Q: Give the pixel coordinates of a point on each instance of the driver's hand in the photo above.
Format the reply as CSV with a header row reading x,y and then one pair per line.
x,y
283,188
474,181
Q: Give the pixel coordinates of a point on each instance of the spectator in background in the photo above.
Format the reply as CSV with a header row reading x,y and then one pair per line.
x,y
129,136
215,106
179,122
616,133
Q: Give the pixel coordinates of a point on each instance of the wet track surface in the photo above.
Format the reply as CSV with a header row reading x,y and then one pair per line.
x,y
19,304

....

Requirement: Reproduce the lines above verbatim, from the first through the last.

Solution to the exercise:
Q: Give the pixel coordinates of a point on each instance of the driver's hand in the photo above.
Format the reply as CSV with a header row reading x,y and then one pair per line.
x,y
283,188
474,181
Q: Give the pixel coordinates of a point on each instance of the spectator in background in the photo above.
Format the reply as CSV with a header row reading x,y and then one pair per line.
x,y
129,136
215,106
179,122
616,133
Q: Give the pixel coordinates of a point on each instance of the wet track surface in the photo above.
Format the reply as CSV with a header row reading x,y and then one pair per line.
x,y
19,304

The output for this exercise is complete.